--- TASK OBJECTIVE ---
From the entries that follow, pick out all lines holding "When".

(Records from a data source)
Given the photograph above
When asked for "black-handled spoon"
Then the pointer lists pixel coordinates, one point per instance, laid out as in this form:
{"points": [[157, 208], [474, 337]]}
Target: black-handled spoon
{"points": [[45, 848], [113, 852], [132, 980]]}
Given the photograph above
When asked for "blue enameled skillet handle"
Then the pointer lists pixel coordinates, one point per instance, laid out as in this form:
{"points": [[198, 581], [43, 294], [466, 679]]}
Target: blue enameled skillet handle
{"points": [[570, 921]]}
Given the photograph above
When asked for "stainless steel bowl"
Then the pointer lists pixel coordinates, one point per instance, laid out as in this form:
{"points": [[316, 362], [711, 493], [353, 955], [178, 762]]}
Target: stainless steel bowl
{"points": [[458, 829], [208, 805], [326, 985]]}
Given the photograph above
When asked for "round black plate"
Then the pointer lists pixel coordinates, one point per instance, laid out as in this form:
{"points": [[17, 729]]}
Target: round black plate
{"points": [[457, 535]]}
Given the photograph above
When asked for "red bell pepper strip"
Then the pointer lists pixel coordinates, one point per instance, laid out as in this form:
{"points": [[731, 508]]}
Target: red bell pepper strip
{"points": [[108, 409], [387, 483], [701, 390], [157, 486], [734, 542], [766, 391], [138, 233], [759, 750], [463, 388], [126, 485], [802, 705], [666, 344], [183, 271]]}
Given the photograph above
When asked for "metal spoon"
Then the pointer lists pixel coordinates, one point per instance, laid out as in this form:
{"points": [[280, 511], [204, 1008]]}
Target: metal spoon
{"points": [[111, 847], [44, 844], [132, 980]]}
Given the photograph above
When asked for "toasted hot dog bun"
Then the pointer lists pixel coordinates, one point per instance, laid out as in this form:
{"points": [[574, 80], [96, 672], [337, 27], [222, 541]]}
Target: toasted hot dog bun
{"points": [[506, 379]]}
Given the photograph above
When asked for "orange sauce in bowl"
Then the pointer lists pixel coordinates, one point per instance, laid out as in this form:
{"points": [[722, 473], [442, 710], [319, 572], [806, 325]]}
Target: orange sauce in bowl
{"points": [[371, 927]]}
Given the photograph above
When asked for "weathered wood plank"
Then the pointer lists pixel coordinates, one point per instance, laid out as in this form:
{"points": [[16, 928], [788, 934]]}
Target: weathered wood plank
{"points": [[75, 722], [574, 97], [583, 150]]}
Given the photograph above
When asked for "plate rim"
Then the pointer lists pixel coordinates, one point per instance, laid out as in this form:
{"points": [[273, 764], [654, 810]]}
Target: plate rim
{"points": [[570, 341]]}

--- SOLUTION TO THE PROBLEM ---
When asked for "black-handled spoon"
When asked for "blue enameled skillet handle"
When asked for "stainless steel bowl"
When asked for "round black plate"
When asked for "red bell pepper strip"
When asked for "metal spoon"
When asked for "toasted hot dog bun"
When asked for "orange sauce in bowl"
When asked for "weathered wood plank"
When asked for "plate rim"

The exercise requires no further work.